** Record extracts **
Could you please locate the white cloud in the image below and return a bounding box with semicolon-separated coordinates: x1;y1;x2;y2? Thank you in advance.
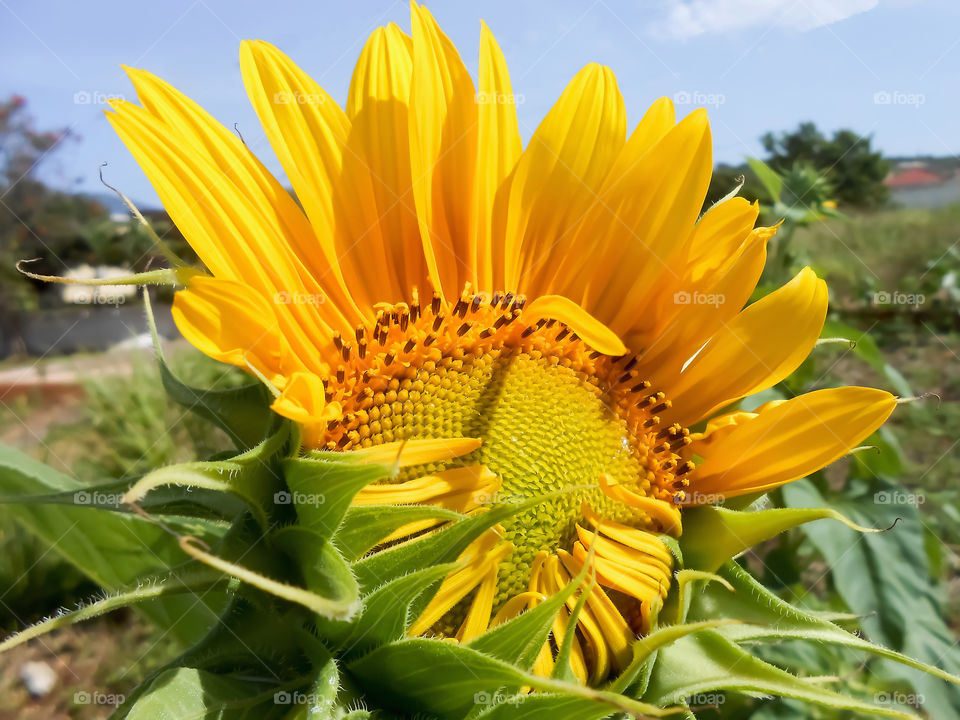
654;0;879;39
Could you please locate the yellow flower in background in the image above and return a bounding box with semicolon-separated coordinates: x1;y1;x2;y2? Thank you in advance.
109;5;896;683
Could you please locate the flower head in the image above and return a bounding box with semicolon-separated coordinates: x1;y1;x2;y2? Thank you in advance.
109;0;895;682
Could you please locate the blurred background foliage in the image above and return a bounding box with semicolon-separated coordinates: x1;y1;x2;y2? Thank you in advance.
0;96;960;720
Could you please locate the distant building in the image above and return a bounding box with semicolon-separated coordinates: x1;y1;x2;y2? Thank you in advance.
883;160;960;208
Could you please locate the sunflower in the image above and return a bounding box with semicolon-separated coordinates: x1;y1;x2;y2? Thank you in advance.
108;4;896;684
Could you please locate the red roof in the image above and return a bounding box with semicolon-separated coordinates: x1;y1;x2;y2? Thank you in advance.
883;168;943;187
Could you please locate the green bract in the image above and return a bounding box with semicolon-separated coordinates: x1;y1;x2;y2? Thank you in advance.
0;300;960;720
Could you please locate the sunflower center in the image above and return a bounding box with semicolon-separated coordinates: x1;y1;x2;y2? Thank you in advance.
327;286;687;607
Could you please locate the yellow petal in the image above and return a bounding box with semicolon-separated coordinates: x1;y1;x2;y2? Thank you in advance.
684;197;760;289
344;23;427;301
474;23;523;289
270;372;343;426
523;295;627;356
410;3;477;297
503;64;627;296
663;268;827;425
107;101;330;371
690;387;897;497
172;276;299;384
349;438;481;468
600;97;677;191
573;110;713;333
240;40;365;314
119;68;361;338
636;219;768;387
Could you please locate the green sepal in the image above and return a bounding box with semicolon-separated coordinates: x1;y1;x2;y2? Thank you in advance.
124;424;290;529
467;548;589;670
318;563;457;658
347;638;672;719
270;525;360;617
143;292;282;449
283;453;391;539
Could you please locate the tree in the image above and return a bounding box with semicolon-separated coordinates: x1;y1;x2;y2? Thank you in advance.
760;122;890;207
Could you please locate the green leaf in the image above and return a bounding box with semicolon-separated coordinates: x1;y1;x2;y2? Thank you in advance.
348;638;668;718
688;562;960;682
680;505;876;572
747;157;783;203
783;480;960;718
0;445;225;641
320;563;457;657
643;630;917;718
473;692;610;720
0;569;223;653
113;667;292;720
283;453;392;538
270;525;360;616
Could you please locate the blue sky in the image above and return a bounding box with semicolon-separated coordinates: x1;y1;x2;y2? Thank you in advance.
0;0;960;207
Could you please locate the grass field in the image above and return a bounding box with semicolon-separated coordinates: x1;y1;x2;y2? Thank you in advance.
0;201;960;719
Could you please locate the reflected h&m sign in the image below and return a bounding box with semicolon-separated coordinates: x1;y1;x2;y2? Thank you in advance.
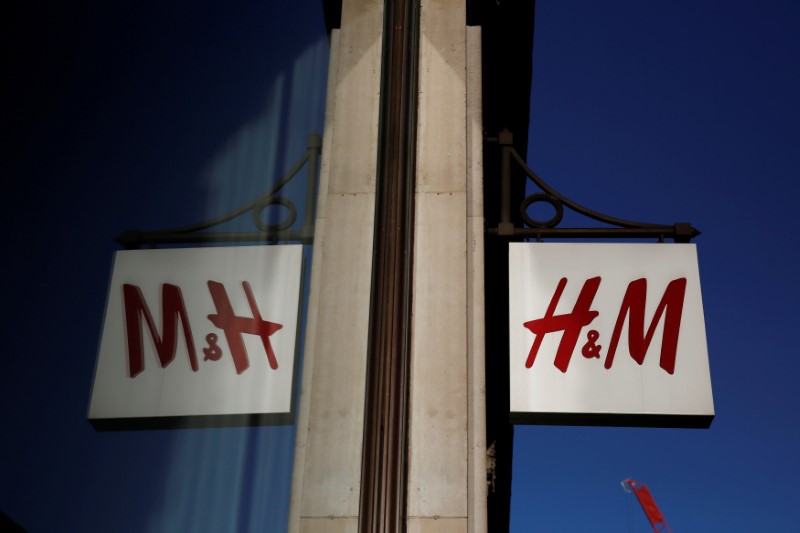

** What you have to do **
Rewrite every line of the data above with "blue sky" changed to "clear sky" and everything else left as it is, and omit the pictures from your answer.

** Final result **
Could you please locate the white cloud in the image below and return a bounding box with semicolon-separated coordinates: x1;y1;x2;y2? Thank you in advance.
654;0;879;39
Could you please locate the yellow flower in background in the image above and return a bounding box with semicolon-separated coordinates: x1;y1;x2;y2? Thank you in advance.
109;5;896;683
Could you please locate the flower head in the image above and return a bounding box with semicolon-separated coordinates: x1;y1;x2;y2? Thank you in advance.
109;0;895;682
Could you please locate the blurred background foliage in the image above and return a bounding box with semicolon-separated coordinates: x1;y1;x2;y2? Thank you in advance.
0;96;960;720
Could you please locate the distant building in the image above and return a bounding box with semicolon-separated coordinates: x1;y1;x2;y2? Thank you in advance.
883;160;960;208
Could you please locate the sunflower in the image above and return a bounding box with semicolon-separated coordinates: x1;y1;x2;y2? Thank you in advance.
108;4;896;684
Could you please locate the red roof in the image above and return a bounding box with semicolon-separated coordinates: x1;y1;x2;y2? Thank you in advance.
883;168;943;187
Could you please locate the green bract in the image above and return a bounding box with semicolon-separated coordinates: x1;y1;x2;y2? Thank you in advance.
0;300;960;720
Could you please locate the sunflower center in the image above and return a bounding box with semicolon-separated coordinates: x1;y1;x2;y2? Thank you in advance.
327;286;687;607
Could you please locate the yellow petal in the image above and return a bounding box with semicolon-separated coordinates: x1;y1;x2;y2? Thank you in advance.
684;197;760;289
344;23;427;301
474;23;523;289
270;372;343;426
523;295;627;356
410;3;477;297
503;64;627;296
663;268;827;425
107;101;330;371
690;387;897;497
172;276;299;384
349;438;481;468
600;97;677;191
573;110;713;333
240;40;365;314
119;68;361;338
636;219;768;387
Could you please locate the green sepal in the image above and return a bounding box with semicolon-separated coordinates: x1;y1;x2;y2? Thank you in advance.
124;424;290;529
467;548;589;670
318;563;457;658
347;638;672;719
270;525;360;617
143;292;282;449
283;453;391;539
Could you please locate the tree in the image above and return a bounding box with semicolon-separated coordinates: x1;y1;x2;y2? Thank you in advance.
760;122;890;207
Could you please locate the green leaf in the image above and return a bounding box with semicolon-separated coordinates: x1;y1;x2;y2? Thank you in advance.
348;638;668;718
688;562;960;682
680;505;876;572
747;157;783;203
783;480;960;718
0;445;225;641
320;563;457;657
643;630;917;718
473;692;610;720
0;569;223;653
113;667;292;720
283;453;392;538
270;525;360;616
Could you please locate the clear sky in the image above and return a bounding box with semicolon-separated coordinates: x1;y1;x2;y2? Thank you in advance.
0;0;960;207
Could you please locate the grass field in the image above and return a bounding box with semicolon-separated coordinates: x1;y1;x2;y2? Thank you in advance.
0;201;960;719
Could you please locate the reflected h&m sign in the image below and return a bounding box with semicolon-separated coordinates: x1;y1;x2;y2? Thank you in advance.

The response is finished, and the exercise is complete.